[EXTRAIT FOURNI]

L’instruction pénale, véritable machine à blanchir
«La cause principale du décès de Skander Vogt est à mettre sur le compte de Skander Vogt lui-même, qui a mis le feu au matelas de sa cellule, non sans avoir menacé à plusieurs reprises les gardiens», relève le juge. Incarcéré depuis 1999, Skander Vogt était considéré comme un détenu «problématique». Il avait fait l’objet d’une décision d’internement à durée indéterminée, alors même qu’il n’avait commis que des délits mineurs, sanctionnés par une peine de 20 mois d’emprisonnement. L’ordonnance souligne qu’il avait déjà incendié sa cellule et agressé des gardiens avant la nuit dramatique du 11 mars.

[/EXTRAIT FOURNI]

**LISTE DES TÂCHES**
A - Recopiez le passage de l'extrait allant de « L’instruction pénale, véritable » jusqu'à « du 11 mars. ».
B - Pour chaque affirmation, dites par oui ou par non si elle est conforme à l'extrait, en citant mot pour mot les termes qui le montrent : (i) Skander Vogt était incarcéré depuis 1999 ; (ii) Skander Vogt avait été condamné pour des crimes graves ; (iii) la nuit dramatique a eu lieu le 11 avril.
Les lignes qui suivent n'interviennent pas dans cet exercice.

[DONNÉES FOURNIES]

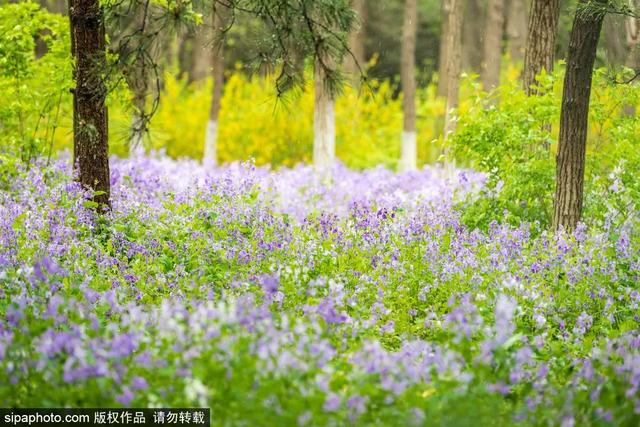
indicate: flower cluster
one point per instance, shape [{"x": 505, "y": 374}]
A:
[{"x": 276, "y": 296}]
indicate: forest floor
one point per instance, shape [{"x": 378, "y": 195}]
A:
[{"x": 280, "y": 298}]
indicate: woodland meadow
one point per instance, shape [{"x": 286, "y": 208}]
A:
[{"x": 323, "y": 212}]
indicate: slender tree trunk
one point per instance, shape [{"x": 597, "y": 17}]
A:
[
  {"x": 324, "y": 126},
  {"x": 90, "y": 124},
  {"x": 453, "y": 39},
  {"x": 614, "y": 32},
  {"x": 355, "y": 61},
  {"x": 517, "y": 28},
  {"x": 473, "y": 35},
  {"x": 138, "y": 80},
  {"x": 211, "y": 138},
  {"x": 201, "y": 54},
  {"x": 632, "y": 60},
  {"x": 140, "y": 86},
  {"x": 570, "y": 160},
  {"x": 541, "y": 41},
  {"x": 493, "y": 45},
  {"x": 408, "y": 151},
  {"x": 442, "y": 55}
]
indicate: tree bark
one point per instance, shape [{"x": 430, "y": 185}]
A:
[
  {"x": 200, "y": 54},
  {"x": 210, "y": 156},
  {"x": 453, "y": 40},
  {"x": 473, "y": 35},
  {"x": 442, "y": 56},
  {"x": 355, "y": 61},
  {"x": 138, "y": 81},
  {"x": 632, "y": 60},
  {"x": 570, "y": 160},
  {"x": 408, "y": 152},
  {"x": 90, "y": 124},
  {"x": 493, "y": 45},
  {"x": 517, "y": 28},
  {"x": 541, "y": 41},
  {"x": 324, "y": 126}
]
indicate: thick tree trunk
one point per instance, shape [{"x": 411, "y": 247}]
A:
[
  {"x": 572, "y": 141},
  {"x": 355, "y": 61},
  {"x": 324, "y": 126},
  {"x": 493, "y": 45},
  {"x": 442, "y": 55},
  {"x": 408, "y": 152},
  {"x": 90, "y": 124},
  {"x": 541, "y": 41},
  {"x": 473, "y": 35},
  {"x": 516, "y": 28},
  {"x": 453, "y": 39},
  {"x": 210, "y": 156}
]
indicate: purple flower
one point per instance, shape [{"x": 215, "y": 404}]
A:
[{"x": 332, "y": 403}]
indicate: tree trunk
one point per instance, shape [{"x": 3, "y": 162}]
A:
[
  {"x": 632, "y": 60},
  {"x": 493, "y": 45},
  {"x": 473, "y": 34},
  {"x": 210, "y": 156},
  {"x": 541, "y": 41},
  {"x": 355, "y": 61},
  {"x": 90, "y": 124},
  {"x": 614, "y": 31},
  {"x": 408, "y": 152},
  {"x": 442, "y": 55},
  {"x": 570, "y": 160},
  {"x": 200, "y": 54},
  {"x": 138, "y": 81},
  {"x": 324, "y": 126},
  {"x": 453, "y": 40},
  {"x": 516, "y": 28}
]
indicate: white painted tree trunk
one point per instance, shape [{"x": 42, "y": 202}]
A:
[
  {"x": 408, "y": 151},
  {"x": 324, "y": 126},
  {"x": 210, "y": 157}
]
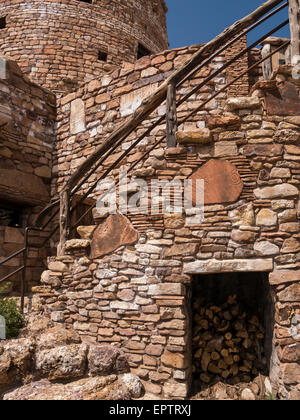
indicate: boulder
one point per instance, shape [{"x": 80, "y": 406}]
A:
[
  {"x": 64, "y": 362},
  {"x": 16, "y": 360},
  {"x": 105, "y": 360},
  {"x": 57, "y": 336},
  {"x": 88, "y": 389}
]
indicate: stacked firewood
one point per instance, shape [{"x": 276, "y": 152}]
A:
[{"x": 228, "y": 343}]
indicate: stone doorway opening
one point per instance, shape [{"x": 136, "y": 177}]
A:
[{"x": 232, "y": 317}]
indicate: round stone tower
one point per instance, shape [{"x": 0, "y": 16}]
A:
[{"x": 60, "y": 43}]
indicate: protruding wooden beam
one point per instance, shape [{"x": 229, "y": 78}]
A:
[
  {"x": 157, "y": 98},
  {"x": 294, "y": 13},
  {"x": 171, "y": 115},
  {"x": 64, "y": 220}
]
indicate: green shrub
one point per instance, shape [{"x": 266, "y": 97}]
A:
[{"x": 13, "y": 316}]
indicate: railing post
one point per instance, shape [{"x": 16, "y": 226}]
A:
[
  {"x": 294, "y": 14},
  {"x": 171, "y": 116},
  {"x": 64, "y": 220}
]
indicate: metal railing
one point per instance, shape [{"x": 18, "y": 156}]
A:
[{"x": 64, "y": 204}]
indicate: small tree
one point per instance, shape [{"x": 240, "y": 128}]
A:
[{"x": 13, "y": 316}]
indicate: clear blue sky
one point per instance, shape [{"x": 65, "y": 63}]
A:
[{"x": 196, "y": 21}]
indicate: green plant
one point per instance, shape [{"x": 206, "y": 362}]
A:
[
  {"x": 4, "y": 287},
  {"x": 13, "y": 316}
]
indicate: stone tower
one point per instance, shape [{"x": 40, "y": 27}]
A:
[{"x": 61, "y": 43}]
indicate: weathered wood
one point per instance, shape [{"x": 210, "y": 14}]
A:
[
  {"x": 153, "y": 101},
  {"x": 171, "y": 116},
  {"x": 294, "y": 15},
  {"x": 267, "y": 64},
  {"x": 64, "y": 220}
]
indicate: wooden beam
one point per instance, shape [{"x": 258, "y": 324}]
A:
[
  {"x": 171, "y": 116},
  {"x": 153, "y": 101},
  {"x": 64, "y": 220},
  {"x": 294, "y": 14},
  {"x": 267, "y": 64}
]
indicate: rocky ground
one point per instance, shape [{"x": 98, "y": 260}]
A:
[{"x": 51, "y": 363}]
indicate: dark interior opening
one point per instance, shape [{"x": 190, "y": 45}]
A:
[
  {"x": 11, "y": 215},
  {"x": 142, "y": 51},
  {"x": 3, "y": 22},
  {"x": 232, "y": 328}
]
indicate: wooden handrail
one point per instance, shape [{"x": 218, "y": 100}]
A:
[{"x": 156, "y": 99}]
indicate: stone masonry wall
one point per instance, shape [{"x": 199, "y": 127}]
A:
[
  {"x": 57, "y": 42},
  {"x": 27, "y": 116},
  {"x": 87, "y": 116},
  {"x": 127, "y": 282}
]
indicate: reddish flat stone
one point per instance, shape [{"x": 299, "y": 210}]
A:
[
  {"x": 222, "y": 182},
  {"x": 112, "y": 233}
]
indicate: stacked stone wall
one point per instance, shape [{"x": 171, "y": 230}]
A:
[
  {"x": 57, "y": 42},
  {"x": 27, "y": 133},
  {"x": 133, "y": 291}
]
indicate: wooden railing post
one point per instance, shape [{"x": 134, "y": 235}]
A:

[/DONNÉES FOURNIES]

**EXERCICES CORRIGÉS**
A -
L’instruction pénale, véritable machine à blanchir
«La cause principale du décès de Skander Vogt est à mettre sur le compte de Skander Vogt lui-même, qui a mis le feu au matelas de sa cellule, non sans avoir menacé à plusieurs reprises les gardiens», relève le juge. Incarcéré depuis 1999, Skander Vogt était considéré comme un détenu «problématique». Il avait fait l’objet d’une décision d’internement à durée indéterminée, alors même qu’il n’avait commis que des délits mineurs, sanctionnés par une peine de 20 mois d’emprisonnement. L’ordonnance souligne qu’il avait déjà incendié sa cellule et agressé des gardiens avant la nuit dramatique du 11 mars.

B -
(i) Oui : « Incarcéré depuis 1999 ».
(ii) Non : « il n’avait commis que des délits mineurs ».
(iii) Non : « avant la nuit dramatique du 11 mars ».